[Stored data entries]
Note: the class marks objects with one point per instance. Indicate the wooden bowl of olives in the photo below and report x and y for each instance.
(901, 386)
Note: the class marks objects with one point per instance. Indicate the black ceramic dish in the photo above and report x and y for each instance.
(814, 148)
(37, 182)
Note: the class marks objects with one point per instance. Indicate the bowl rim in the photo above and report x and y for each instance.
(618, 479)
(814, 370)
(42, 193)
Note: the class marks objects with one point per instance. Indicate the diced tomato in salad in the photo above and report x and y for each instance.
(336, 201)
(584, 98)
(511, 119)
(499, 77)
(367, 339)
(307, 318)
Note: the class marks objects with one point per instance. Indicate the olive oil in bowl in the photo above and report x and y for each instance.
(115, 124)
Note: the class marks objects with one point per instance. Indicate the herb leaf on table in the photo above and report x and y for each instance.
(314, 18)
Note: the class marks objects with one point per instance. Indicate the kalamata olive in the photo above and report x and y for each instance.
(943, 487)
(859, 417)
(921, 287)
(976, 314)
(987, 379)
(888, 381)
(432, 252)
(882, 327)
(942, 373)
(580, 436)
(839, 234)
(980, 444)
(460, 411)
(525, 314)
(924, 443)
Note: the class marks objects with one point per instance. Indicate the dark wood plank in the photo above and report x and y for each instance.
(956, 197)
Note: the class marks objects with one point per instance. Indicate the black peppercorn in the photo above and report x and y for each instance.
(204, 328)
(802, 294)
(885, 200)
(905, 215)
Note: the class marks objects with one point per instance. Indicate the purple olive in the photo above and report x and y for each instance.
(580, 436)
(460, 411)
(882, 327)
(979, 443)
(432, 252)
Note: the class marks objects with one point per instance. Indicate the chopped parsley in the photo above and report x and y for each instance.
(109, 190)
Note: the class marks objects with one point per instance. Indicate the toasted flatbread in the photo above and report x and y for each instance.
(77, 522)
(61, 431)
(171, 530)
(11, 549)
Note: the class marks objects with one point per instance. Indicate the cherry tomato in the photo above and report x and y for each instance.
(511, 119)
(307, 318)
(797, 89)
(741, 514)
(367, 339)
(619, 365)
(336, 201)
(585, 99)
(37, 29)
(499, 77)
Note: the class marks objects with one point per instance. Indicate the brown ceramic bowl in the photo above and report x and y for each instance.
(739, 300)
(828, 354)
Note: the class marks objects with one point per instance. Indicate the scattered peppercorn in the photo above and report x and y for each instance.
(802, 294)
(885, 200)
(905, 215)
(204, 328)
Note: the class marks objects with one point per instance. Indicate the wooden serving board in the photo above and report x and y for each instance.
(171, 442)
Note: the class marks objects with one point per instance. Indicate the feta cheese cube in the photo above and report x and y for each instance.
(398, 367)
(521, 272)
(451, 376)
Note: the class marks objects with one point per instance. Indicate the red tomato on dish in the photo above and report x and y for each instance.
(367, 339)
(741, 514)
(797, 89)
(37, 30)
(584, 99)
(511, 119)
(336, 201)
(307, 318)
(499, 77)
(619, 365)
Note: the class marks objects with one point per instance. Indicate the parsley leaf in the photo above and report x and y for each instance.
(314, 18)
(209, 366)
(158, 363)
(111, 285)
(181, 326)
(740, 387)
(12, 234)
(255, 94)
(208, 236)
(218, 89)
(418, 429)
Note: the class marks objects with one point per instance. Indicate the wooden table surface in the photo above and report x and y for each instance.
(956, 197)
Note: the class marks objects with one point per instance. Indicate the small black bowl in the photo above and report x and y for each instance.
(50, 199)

__BRIEF__:
For this exercise, give the entries above again with no difference at all.

__TASK RESULT__:
Note: the class marks objects with one point per instance. Indicate the wooden bowl of olives in the photo below and report x and y for each instance.
(901, 386)
Note: the class marks objects with one point per instance. Indicate the black ceramic dish in the photo above and report x and y for each instance.
(814, 148)
(37, 182)
Note: the class marks objects with one point per instance. Indicate the bowl rim in the photo above and report x and y for each instance.
(618, 479)
(814, 370)
(42, 193)
Note: the class marks objects with one point per instance. Indicate the diced tomato in salad in the photo above and report x and y for each instance.
(336, 201)
(584, 98)
(511, 119)
(499, 77)
(367, 339)
(307, 318)
Note: the class marks objects with one point per instance. Indicate the olive oil in bowl in the photo above and report x and y for each instance.
(115, 124)
Note: the class marks objects with one point per instance. Indicate the herb leaf on table in the photo above and report x and y for each instance.
(314, 18)
Note: the class marks objects with one point per instance. Indicate the kalamata olive in the photo above and report x and y for each instance.
(943, 487)
(859, 417)
(921, 287)
(976, 314)
(987, 379)
(888, 381)
(432, 252)
(882, 327)
(942, 373)
(580, 436)
(839, 234)
(980, 444)
(460, 411)
(525, 314)
(924, 443)
Note: the class marks objects with one point per instance. Indicate the dark wood plank in the photo above and report x and y for each instance.
(956, 197)
Note: the class marks objects with one point per instance. Indicate the black peppercorn in the photo above and report x and y for each instance.
(204, 328)
(802, 294)
(885, 200)
(905, 215)
Note: the class marks objects with one point per instance. Indicate the purple olive in the photo above and report x and y for each instance.
(580, 436)
(460, 411)
(882, 327)
(979, 443)
(432, 252)
Note: the class marks objects with one point per instance. Indicate the chopped parsley in the photo above and report x and y for each instance.
(109, 190)
Note: the class marks objects with one point per instance. Indicate the toasted flatbread in the photo above and report x and y for each instance.
(77, 522)
(61, 431)
(171, 530)
(11, 549)
Note: the class marks objects with one point per instance. Indicate the cherry tomato in the photo above and report x and y for each instance.
(511, 119)
(307, 318)
(797, 89)
(741, 514)
(367, 339)
(619, 365)
(336, 201)
(585, 99)
(37, 29)
(499, 77)
Note: the class marks objects with one point per instance. Indicate the brown ceramic bowl in the photo above and report x and y for each instance.
(739, 300)
(828, 354)
Note: the class marks objects with one point per instance. Indicate the scattered peppercorn in the photo above and report x and y for each instance.
(802, 294)
(885, 200)
(905, 215)
(204, 328)
Note: the class marks objects with one point per instance. Indicate the wooden serving board in the photo above and report x and y for each instance.
(171, 442)
Note: the class marks objects with one point per instance. Indicate the feta cheese cube in the photo above and report x and y for each instance.
(398, 367)
(521, 272)
(451, 376)
Note: the class marks objects with one point per instance. Indicate the red tomato on dish in the photo above and report x and y for each instance.
(367, 339)
(741, 514)
(797, 89)
(37, 30)
(584, 99)
(511, 119)
(336, 201)
(307, 318)
(499, 77)
(619, 365)
Note: the class marks objects with one point per instance. Indicate the parsley leaf in the photo above and report x and y for each instance.
(314, 18)
(209, 366)
(158, 363)
(111, 285)
(181, 326)
(740, 387)
(12, 234)
(255, 94)
(208, 236)
(218, 89)
(418, 429)
Note: the class marks objects with one point per instance. Indicate the wooden table surface in the photo above and report x and y for each instance.
(956, 197)
Note: the class marks objects with one point per instance. Indicate the small black bowl in the photo above and report x and y for each instance.
(50, 199)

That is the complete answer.